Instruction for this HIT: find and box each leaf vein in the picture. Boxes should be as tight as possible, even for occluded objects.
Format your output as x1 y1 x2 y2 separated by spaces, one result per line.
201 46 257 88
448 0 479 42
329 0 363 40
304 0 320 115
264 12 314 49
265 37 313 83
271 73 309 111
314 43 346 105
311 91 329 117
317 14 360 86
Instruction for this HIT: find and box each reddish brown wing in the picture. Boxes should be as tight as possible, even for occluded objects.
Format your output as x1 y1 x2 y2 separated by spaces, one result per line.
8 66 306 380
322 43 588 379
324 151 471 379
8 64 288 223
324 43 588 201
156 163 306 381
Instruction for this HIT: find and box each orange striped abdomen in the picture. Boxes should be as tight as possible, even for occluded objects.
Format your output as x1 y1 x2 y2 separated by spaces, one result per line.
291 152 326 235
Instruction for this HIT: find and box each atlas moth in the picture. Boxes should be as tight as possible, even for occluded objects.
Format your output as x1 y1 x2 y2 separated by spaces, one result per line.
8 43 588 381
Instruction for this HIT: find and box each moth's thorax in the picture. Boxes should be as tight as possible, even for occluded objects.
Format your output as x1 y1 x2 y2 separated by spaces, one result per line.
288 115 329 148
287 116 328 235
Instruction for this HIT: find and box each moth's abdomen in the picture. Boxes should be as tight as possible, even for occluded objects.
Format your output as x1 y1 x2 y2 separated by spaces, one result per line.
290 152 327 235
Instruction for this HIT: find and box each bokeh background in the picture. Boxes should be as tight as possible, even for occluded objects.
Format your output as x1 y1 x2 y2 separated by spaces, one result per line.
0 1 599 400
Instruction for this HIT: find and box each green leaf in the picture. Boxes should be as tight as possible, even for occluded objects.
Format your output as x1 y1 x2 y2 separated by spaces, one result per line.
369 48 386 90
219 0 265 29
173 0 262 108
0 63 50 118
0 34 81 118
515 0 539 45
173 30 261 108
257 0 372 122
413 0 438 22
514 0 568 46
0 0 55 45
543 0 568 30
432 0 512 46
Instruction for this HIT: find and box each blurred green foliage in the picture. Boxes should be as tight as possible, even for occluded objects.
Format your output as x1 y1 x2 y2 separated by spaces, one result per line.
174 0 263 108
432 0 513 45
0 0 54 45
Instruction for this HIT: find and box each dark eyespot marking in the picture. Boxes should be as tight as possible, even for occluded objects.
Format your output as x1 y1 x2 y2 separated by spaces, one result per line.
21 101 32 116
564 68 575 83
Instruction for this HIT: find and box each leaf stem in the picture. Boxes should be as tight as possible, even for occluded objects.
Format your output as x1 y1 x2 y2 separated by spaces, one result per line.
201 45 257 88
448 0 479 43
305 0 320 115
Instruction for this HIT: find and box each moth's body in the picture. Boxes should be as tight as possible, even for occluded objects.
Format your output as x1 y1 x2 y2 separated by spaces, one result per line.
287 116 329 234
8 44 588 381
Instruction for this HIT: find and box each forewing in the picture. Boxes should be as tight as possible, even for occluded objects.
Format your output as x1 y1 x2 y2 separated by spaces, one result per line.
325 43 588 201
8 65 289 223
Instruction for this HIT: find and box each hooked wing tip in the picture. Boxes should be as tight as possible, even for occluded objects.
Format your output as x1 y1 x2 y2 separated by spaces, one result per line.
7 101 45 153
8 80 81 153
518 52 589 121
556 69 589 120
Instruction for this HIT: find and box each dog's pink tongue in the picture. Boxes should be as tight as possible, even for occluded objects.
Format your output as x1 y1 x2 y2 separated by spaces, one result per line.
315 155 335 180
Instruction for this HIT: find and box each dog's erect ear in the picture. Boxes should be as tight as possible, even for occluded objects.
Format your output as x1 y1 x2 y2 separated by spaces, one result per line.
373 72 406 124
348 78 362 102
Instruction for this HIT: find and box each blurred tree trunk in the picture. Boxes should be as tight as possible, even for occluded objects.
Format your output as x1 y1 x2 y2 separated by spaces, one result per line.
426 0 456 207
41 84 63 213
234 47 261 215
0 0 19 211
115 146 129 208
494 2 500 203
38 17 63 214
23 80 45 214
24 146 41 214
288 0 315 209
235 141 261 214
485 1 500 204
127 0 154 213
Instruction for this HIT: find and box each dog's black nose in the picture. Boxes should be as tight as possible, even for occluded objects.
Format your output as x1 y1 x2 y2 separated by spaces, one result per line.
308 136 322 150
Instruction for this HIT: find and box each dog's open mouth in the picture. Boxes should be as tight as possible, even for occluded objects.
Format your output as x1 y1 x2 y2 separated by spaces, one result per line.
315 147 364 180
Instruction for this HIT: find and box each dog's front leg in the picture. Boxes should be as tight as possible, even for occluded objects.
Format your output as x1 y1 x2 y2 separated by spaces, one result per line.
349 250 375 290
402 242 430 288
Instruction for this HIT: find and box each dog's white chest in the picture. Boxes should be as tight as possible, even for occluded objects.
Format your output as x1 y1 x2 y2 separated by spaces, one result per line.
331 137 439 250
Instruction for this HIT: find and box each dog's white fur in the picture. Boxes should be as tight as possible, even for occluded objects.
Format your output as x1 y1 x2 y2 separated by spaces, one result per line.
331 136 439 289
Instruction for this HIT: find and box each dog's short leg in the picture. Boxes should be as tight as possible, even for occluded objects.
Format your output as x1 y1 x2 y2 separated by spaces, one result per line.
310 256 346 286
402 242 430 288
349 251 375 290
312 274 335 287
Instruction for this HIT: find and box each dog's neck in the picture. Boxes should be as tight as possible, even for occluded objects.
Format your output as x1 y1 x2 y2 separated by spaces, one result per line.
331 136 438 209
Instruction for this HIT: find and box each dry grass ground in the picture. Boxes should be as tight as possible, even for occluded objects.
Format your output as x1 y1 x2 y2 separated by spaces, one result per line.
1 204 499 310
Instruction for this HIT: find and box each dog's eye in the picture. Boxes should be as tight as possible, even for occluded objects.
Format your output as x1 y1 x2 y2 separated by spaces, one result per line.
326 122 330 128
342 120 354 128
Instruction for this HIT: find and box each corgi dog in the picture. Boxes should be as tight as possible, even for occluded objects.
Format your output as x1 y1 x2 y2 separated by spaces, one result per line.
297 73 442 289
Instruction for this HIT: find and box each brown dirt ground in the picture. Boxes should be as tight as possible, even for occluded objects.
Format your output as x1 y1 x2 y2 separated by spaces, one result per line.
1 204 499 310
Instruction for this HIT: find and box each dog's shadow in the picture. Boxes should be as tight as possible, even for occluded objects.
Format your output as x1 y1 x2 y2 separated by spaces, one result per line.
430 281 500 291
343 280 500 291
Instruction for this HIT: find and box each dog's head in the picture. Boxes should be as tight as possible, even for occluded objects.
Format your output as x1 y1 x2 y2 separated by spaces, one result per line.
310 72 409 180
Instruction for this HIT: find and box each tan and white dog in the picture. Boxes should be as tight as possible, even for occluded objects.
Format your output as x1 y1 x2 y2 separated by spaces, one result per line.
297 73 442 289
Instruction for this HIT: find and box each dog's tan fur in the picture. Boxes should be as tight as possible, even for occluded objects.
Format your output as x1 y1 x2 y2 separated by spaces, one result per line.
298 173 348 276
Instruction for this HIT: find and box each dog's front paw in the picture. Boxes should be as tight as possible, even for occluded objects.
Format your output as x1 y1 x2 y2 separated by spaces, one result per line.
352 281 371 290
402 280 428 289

-.-.-

• [Exercise description] Copy out all lines of the material above in which "front" occurs.

• [Your response]
Instruction for this HIT: find and box each dog's front leg in the picture. Boxes should be as tight as possible, even for occluded objects.
Instruction for this HIT: find and box each dog's front paw in the picture. Boxes should be as tight as possible, even for occluded objects.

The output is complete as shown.